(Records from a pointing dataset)
^^^^^^^^^^^^^^^^

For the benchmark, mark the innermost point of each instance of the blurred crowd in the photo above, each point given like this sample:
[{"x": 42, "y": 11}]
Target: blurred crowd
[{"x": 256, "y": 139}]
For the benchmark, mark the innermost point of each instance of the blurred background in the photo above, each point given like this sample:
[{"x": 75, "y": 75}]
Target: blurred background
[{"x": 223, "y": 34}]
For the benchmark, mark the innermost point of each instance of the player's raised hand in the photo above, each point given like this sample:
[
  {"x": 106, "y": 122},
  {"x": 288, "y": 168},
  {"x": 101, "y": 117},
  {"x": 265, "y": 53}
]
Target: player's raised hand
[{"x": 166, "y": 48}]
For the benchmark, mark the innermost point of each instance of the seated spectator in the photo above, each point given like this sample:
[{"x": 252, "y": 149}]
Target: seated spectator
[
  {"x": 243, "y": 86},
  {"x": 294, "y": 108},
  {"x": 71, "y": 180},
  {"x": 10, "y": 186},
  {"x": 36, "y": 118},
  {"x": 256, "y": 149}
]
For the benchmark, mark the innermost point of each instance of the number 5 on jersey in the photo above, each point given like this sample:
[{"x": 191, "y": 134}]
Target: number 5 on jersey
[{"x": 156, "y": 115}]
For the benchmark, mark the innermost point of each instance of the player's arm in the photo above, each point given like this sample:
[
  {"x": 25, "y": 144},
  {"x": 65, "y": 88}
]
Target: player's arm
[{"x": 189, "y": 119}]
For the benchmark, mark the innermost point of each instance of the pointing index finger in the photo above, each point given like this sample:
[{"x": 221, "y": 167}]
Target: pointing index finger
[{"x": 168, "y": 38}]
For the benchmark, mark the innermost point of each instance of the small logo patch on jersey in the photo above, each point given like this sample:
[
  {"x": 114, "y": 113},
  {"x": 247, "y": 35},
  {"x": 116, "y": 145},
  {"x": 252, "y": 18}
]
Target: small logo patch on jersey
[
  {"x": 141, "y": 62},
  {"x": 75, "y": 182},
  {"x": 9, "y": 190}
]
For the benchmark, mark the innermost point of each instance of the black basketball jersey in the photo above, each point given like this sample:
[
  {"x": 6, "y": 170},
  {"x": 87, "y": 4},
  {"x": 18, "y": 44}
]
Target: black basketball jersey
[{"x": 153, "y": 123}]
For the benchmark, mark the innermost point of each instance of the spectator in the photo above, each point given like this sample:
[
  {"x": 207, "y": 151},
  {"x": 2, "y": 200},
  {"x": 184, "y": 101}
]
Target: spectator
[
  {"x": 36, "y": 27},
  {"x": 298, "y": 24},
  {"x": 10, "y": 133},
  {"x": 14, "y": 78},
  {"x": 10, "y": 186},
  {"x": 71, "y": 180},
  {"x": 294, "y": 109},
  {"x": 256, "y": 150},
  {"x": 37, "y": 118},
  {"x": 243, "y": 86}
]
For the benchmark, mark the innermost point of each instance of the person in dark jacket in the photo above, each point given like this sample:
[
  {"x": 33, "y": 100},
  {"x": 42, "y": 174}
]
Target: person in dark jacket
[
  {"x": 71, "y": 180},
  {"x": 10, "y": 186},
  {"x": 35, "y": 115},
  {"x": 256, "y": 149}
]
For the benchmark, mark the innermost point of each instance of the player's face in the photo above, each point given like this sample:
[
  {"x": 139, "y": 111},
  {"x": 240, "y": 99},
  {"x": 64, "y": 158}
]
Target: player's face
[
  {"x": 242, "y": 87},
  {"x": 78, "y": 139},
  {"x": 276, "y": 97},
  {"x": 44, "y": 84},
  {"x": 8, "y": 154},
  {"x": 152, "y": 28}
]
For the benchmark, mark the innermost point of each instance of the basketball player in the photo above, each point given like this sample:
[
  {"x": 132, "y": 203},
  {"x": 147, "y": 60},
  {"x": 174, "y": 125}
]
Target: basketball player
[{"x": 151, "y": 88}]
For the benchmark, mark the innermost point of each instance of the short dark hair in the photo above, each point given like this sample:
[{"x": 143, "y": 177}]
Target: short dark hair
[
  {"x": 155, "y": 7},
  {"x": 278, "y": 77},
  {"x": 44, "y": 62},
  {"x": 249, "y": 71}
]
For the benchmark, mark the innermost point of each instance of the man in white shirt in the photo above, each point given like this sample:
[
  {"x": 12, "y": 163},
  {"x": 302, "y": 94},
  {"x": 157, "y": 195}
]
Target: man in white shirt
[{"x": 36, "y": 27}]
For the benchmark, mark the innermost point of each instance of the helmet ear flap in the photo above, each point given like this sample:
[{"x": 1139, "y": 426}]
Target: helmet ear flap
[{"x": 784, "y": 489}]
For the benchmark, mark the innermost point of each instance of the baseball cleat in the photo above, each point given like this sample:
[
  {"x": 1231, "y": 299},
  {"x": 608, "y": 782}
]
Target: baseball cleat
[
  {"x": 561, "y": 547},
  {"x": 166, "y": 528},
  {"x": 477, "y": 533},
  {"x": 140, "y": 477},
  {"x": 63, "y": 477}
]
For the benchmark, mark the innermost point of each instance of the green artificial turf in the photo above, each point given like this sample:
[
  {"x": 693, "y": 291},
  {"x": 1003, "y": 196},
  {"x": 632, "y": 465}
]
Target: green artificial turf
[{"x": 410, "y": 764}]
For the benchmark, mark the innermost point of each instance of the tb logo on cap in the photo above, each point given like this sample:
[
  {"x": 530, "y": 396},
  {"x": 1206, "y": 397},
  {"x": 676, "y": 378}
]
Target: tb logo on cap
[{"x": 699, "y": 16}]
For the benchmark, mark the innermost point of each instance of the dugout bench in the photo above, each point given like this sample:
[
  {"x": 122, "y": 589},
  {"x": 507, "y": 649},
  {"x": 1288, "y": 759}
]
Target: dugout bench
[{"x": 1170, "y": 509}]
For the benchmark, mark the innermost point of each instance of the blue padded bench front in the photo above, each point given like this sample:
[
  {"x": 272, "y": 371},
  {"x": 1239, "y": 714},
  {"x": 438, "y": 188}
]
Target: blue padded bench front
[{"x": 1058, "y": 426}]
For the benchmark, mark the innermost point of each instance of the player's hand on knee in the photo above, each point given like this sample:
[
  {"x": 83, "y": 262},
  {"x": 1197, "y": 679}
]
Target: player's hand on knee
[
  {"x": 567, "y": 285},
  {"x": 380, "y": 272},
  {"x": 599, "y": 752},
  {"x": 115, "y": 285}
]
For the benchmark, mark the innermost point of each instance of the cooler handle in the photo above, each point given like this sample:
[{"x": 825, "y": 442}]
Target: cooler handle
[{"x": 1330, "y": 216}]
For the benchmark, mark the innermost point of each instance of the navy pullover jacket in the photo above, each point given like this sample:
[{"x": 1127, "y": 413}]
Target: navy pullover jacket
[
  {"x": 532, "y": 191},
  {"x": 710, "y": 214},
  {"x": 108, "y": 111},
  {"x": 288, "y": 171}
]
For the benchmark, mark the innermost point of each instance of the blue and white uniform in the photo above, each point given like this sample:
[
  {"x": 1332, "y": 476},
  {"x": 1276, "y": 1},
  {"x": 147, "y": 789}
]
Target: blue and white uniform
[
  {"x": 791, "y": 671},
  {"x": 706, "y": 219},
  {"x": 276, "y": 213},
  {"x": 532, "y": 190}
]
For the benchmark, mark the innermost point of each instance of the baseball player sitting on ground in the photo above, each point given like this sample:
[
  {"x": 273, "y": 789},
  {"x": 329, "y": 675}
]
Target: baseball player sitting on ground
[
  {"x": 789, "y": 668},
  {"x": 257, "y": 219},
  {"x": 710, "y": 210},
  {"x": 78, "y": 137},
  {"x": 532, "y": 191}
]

^^^^^^^^^^^^^^^^

● **GIVEN EXERCISE**
Reproduce verbatim the portion of the records that begins with the line containing "the baseball player" and continues to the end of the records, including both ends.

● **CORRECT OUTPUT**
For the benchmark, mark the innermost point of each instance of the baseball player sitting on ground in the photo above, each point given like this sample:
[
  {"x": 273, "y": 789},
  {"x": 329, "y": 675}
]
Target: baseball player sitting on ground
[
  {"x": 789, "y": 668},
  {"x": 257, "y": 219},
  {"x": 710, "y": 210},
  {"x": 78, "y": 137},
  {"x": 532, "y": 191}
]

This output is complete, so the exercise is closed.